Copy out all the lines of the data that hold the word "chocolate".

--

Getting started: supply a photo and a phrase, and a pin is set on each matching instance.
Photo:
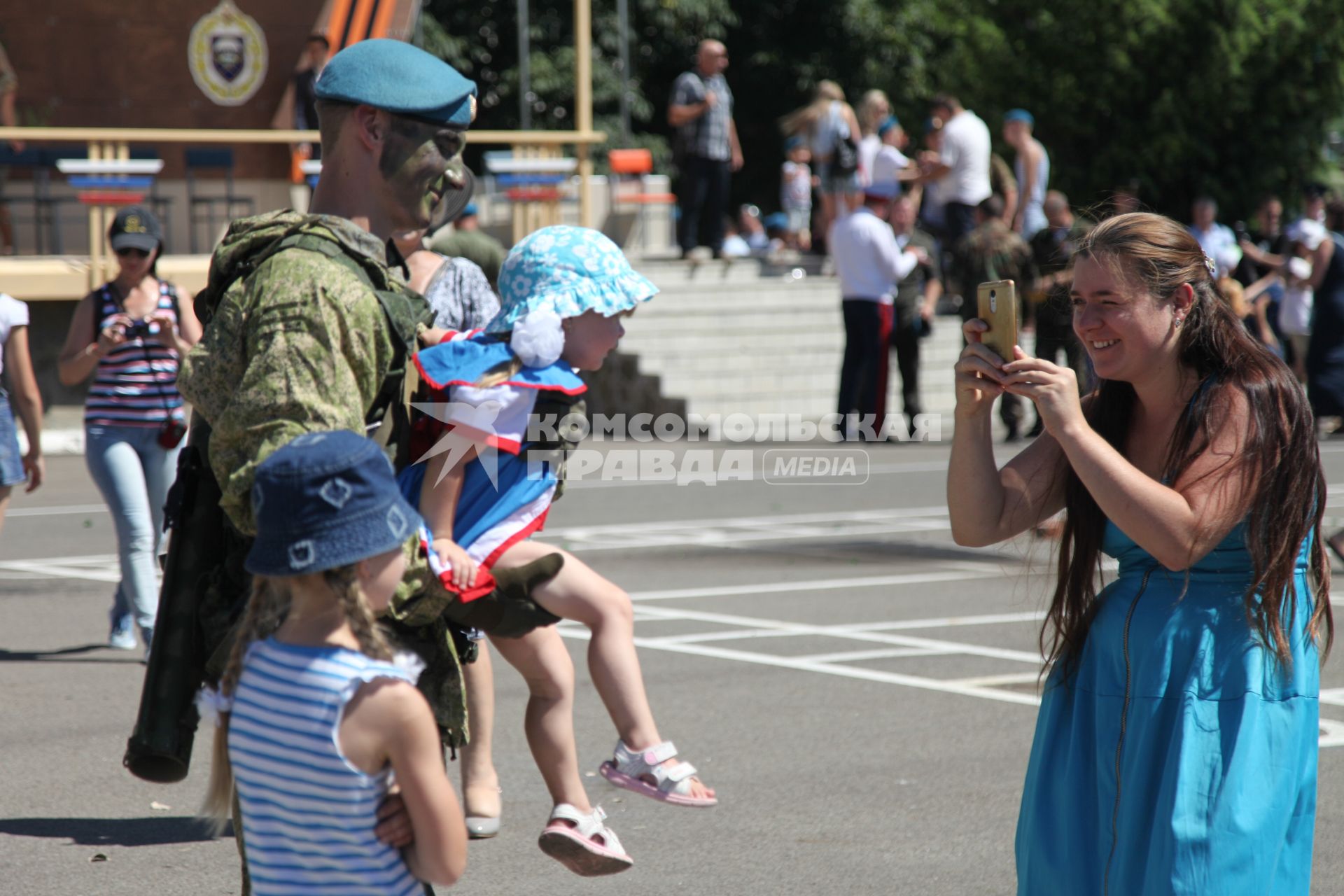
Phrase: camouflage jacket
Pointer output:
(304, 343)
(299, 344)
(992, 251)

--

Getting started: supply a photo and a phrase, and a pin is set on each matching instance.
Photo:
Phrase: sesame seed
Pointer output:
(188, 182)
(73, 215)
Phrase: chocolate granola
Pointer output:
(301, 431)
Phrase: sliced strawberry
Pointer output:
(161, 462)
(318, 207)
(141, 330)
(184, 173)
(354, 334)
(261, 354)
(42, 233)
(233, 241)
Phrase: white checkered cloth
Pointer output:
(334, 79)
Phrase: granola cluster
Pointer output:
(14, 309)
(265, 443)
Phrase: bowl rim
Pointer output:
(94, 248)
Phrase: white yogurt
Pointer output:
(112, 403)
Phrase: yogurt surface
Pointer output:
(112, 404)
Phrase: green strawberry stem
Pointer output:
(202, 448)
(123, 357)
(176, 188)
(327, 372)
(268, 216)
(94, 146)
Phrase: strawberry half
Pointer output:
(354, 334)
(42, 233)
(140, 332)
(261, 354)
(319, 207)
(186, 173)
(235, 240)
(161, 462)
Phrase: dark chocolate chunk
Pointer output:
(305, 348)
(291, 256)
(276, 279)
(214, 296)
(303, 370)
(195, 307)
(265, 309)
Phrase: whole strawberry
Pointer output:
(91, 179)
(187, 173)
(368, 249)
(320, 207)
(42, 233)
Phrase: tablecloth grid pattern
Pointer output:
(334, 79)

--

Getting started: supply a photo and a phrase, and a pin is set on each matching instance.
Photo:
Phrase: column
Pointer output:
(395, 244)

--

Response:
Phrase: chocolate granola
Phrase: dark chocolate chunk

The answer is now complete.